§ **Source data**
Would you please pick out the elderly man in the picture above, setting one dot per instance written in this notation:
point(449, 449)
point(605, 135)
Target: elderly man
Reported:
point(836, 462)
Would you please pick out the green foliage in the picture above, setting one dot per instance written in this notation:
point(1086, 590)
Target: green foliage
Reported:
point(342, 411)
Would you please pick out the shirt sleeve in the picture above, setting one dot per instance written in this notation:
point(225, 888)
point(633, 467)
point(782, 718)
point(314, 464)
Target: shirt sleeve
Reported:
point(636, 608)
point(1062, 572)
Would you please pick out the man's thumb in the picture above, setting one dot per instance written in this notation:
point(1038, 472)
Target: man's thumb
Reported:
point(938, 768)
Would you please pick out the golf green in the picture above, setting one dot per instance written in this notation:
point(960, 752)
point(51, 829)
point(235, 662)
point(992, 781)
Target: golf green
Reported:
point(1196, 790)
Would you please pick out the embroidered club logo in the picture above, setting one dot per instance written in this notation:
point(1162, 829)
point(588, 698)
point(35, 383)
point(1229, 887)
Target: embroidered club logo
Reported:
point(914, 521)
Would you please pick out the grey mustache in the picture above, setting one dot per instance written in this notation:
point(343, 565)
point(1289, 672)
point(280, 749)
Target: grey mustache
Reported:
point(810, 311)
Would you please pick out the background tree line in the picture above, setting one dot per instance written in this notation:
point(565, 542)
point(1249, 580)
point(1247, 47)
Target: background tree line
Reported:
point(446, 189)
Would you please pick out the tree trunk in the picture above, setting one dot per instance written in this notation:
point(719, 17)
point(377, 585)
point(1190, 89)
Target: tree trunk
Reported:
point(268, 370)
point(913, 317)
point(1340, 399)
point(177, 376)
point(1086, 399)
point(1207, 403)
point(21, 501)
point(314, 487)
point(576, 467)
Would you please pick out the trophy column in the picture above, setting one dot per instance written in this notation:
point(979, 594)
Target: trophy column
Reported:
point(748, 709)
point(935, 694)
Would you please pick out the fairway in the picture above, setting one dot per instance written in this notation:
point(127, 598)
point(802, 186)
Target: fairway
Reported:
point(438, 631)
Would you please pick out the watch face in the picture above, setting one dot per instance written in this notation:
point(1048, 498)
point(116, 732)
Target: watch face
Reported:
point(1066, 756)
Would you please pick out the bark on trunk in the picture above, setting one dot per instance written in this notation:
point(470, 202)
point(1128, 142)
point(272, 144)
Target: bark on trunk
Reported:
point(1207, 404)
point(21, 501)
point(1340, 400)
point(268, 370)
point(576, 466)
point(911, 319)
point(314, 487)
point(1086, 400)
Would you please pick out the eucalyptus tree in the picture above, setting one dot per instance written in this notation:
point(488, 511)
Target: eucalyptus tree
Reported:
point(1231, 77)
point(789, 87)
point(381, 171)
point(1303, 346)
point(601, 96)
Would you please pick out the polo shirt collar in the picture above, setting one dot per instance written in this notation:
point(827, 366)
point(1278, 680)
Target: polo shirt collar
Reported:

§ **Written request**
Format the entries above as a numbered list with one line per item. Leave out any blank lines.

§ **Solution to the exercise**
1. Would you please pick out the elderly man in the picture above, setting one dot per instance written in this notation:
2. point(449, 449)
3. point(605, 135)
4. Target: elderly man
5. Reported:
6. point(836, 462)
7. Would you please pick out the green foliage in the picture above, setting one dot per instance written in this notation:
8. point(1086, 590)
9. Target: green foliage
10. Reported:
11. point(342, 411)
12. Would you please pick out the shirt sleeve in the picture above, setting one dot per instance written in this notation:
13. point(225, 888)
14. point(633, 467)
15. point(782, 718)
16. point(314, 464)
17. Target: shirt sleeve
18. Reported:
19. point(636, 608)
20. point(1062, 572)
21. Would you please pick out the man's thumb in the picture above, setting one dot per instance written in this notation:
22. point(1038, 472)
23. Target: man's thumb
24. Reported:
25. point(938, 768)
26. Would you please pick out the golf green in the picture above, setting one dot per instance written in this notation:
27. point(960, 752)
28. point(51, 829)
29. point(235, 662)
30. point(992, 781)
31. Target: golf green
32. Reported:
33. point(1196, 790)
34. Would you please pick out the embroidered club logo in the picture above, setting one dot per instance written in this notation:
35. point(1162, 829)
36. point(588, 698)
37. point(35, 383)
38. point(1229, 887)
39. Target: embroidered club logo
40. Reported:
41. point(914, 521)
42. Would you please pick out the grey mustache in the picture above, setting one dot per instance written in this notation:
43. point(343, 565)
44. point(1289, 672)
45. point(280, 749)
46. Target: grey mustache
47. Reported:
48. point(810, 311)
49. Would you please pick out the background tree line in the picture above, setting one dot per instance written in this notation:
50. point(565, 542)
51. point(1249, 580)
52. point(1247, 47)
53. Target: background tree line
54. Reported:
55. point(446, 189)
56. Would you please pick out the tree trunk in the picture above, setting one dot per instance written in this notation:
57. point(719, 17)
58. point(377, 585)
59. point(1190, 89)
60. Target: tree trunk
61. Reported:
62. point(268, 370)
63. point(913, 317)
64. point(1340, 399)
65. point(177, 376)
66. point(1086, 399)
67. point(1207, 403)
68. point(21, 501)
69. point(314, 487)
70. point(576, 467)
71. Would you please pick out the trophy column in the picture above, setting one dot per instance written in this notation:
72. point(979, 594)
73. Target: trophy column
74. Reported:
75. point(748, 709)
76. point(935, 694)
77. Would you please pick out the fairway in the picture above, setting one dot per instance written in this notation:
78. point(127, 598)
79. point(802, 186)
80. Target: fairway
81. Reported:
82. point(438, 631)
83. Would you please pick out the watch face in the picture above, setting one dot per instance written in this notation:
84. point(1048, 498)
85. point(116, 732)
86. Target: watch face
87. Reported:
88. point(1066, 756)
89. Would you please pick out the bark on trunk in the picture above, setting one dot per instance written in this notation:
90. point(470, 202)
91. point(1128, 142)
92. point(272, 144)
93. Target: bark on trunk
94. Reported:
95. point(1207, 404)
96. point(21, 501)
97. point(1340, 400)
98. point(268, 370)
99. point(576, 466)
100. point(911, 319)
101. point(314, 487)
102. point(1086, 400)
103. Would you please pick out the eucalyptus tree in the picture above, setting one dot per instance written in this notation:
104. point(488, 511)
105. Target: eucalyptus tree
106. Reported:
107. point(1231, 77)
108. point(789, 87)
109. point(381, 171)
110. point(1303, 346)
111. point(601, 96)
112. Would you please pick out the polo shirt collar in the picture above, setting one dot per instance written in this notation:
113. point(827, 366)
114. point(1278, 680)
115. Target: polo shirt collar
116. Reported:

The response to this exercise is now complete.